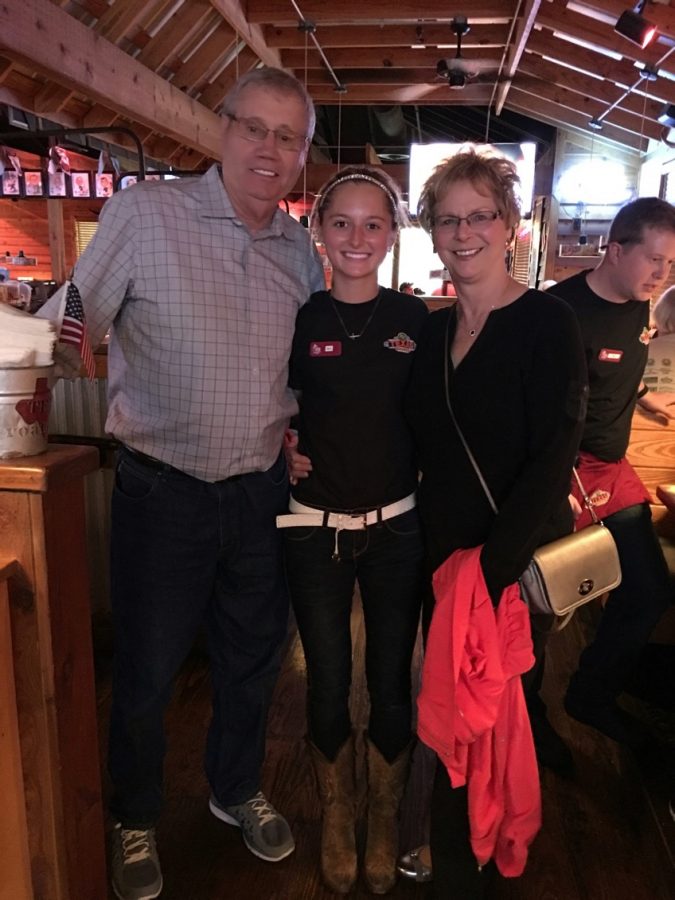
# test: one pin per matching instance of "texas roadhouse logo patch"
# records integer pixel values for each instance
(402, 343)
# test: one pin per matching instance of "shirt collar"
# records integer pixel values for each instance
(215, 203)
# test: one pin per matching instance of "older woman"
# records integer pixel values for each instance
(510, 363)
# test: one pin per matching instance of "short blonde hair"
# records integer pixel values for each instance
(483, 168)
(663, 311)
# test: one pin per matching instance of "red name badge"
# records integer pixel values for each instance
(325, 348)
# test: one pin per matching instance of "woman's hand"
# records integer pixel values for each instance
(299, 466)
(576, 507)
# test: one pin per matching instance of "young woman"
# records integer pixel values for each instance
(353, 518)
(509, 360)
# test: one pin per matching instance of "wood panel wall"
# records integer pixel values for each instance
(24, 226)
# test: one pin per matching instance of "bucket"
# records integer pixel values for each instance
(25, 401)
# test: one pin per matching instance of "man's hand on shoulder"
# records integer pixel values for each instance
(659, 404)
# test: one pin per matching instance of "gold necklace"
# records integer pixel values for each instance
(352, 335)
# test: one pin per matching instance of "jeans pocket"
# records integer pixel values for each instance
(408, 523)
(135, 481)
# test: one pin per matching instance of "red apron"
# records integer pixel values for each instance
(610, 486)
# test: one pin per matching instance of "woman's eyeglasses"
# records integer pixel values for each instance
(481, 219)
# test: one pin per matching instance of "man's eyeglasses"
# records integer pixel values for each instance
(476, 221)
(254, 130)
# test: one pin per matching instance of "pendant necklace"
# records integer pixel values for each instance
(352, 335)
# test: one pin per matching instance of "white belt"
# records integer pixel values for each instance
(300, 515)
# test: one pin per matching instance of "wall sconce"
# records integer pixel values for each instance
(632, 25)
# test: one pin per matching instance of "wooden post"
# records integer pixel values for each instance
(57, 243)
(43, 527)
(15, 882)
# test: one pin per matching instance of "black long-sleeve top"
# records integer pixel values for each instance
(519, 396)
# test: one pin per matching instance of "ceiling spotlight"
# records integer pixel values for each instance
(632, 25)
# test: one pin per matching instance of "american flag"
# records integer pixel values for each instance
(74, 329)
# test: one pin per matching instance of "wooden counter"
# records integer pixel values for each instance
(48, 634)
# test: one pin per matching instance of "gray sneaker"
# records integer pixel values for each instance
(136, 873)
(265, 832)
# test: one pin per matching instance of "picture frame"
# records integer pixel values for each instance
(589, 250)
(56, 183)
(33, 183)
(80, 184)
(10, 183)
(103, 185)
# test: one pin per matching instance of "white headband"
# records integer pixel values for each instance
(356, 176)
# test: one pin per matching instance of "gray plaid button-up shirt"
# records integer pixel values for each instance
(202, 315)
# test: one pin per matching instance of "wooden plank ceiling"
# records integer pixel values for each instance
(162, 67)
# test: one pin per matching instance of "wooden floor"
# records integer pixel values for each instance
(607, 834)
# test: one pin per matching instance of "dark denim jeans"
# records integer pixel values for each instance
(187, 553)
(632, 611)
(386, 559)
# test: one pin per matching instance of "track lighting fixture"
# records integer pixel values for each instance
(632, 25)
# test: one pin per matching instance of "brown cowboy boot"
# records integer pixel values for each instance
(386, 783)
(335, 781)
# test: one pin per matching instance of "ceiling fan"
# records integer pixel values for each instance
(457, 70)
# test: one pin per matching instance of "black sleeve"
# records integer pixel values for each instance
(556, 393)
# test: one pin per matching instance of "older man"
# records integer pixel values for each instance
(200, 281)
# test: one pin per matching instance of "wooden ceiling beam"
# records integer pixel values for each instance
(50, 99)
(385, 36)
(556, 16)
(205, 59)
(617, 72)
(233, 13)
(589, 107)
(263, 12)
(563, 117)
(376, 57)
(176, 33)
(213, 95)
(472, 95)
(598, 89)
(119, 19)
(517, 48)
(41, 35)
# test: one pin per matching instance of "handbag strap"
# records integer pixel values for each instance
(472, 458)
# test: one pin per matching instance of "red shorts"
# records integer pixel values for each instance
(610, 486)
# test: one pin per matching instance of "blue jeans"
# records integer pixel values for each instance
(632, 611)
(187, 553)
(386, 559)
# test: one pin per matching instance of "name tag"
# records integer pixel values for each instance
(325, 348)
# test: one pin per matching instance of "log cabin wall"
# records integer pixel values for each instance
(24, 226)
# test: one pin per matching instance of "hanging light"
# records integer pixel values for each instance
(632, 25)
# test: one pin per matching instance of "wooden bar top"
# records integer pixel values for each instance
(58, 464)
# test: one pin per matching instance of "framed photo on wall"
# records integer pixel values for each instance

• _AIM_:
Transcribe each line above verbatim, with the pictures left out.

• _FINISHED ANSWER_:
# test: one pin per matching instance of "texas roadhouse logo patch"
# records integer pixel values for each instance
(402, 343)
# test: one pin per matching instance of "shirt collar"
# records integer pixel values for each instance
(215, 203)
# test: one pin per matching instance of "older woman"
# records integer pixel values for each instance
(510, 363)
# test: one pin per matching instance of "short blonde hair"
# records integer pixel values for each instance
(483, 168)
(663, 311)
# test: one pin per matching instance of "red name badge"
# records integer pixel values for each instance
(325, 348)
# test: one pin per matching instance of "woman's hand"
# records integer pixel values for each instance
(299, 466)
(576, 507)
# test: one pin per matching instance of "young woman"
# records integer pixel values for each instance
(353, 518)
(509, 360)
# test: one pin per matching instance of "wood panel wall"
# records integer pixel values for each instance
(24, 226)
# test: one pin per matching instance of "bucket"
# records integer pixel values for each instance
(25, 401)
# test: one pin per matching instance of "man's hand on shoulder"
# records integer pixel values for each instance
(659, 404)
# test: one pin per matching instance of "gold necklace"
# records integer pixel values for each instance
(352, 335)
# test: one pin per matching instance of "jeans pocket"
# records integer pixel values for each instance
(408, 523)
(135, 481)
# test: one pin per matching instance of "red apron"
# records integer pixel values for each instance
(610, 486)
# test: one pin per matching instance of "woman's eyeglasses"
# records integer pixel values for each instance
(481, 219)
# test: one pin per matching instance of "man's eyeglasses"
# records integer pixel values for each instance
(476, 221)
(254, 130)
# test: one pin per matching instance of "pendant necklace"
# records integer pixel values for each instance
(352, 335)
# test: one pin per matching instance of "white belt"
# records integer pixel values for each instance
(300, 515)
# test: one pin per matching instance of "wall sconce"
# records integer pixel values for each instance
(632, 25)
# test: one pin per matching instance of "wooden post"
# records integer pixel values for each instance
(57, 243)
(43, 527)
(15, 882)
# test: one pin per matching instance of "black long-sleeve top"
# records integer pixel values for each instance
(519, 396)
# test: one pin per matching instance of "ceiling spotlight"
# records integer pixel values for each instance
(632, 25)
# test: one pin per matching instance of "american flag"
# records integer pixel values for each instance
(74, 329)
# test: one pin per matching instance of "wooden counter"
# records integer pixel values for each instance
(48, 634)
# test: one pin per matching instance of "gray sneaker"
# records integer pixel values for each instance
(136, 873)
(265, 832)
# test: one pin per matching instance of "picture frame"
# records integer pixel values for each instance
(589, 250)
(56, 183)
(33, 183)
(80, 184)
(10, 183)
(103, 185)
# test: one pin per matching instance of "white headband"
# records integer pixel values for each instance
(356, 176)
# test: one pin per matching instance of "gray plaid button-up shirt"
# records integer pixel values for each instance
(202, 315)
# test: one pin per matching instance of "wooden plank ceiling"
# records integer pixel values for each instance
(162, 67)
# test: one pin per matching instance of "wooden floor"
# records integer pixel values for each instance
(607, 834)
# test: one pin per matching instance of "dark denim jeans"
# records integer pixel values for each instance
(187, 553)
(632, 611)
(386, 559)
# test: one pin per matching instance of "track lighting fixture"
# records integer pixel values for each instance
(632, 25)
# test: one pin per matching instance of "brown cowboy boot"
# records integer pixel values for each instance
(386, 783)
(335, 781)
# test: one pin per matching instance of "ceiling fan"
# records integer pixel values for each instance
(457, 70)
# test: one pin per matching instance of "black sleeve"
# records integer pixel values for each instance
(556, 393)
# test: one pin per matching instance of "older man"
# records integer pixel values for each instance
(200, 281)
# test: one pin per matching instance of "wooden ceiling beam"
# records integer pixel values for each instance
(50, 99)
(385, 36)
(556, 16)
(205, 59)
(617, 72)
(233, 13)
(589, 107)
(263, 12)
(563, 117)
(376, 57)
(176, 33)
(213, 95)
(472, 95)
(598, 89)
(119, 19)
(517, 48)
(41, 35)
# test: one pin per matching instance of "handbag strap"
# records integer pixel values for each instance
(472, 458)
# test: one pin per matching instance of "red shorts"
# records integer pixel values for each instance
(610, 486)
# test: one pin per matching instance of "blue jeans"
# records integer pixel values for each instance
(632, 611)
(187, 553)
(386, 559)
# test: one pin per matching instance of "name tag"
# records integer pixel values for each instance
(325, 348)
# test: one pin per matching instance of "log cabin wall"
# records integer pixel values for each instance
(24, 226)
# test: one pin per matching instance of "hanging light"
# records integer pixel values for each instance
(632, 25)
# test: one pin per matching instance of "wooden bar top"
# records integer pixel values for each instance
(58, 464)
# test: one pin per matching instance of "framed photo on wall"
# records integer pixel values for each instance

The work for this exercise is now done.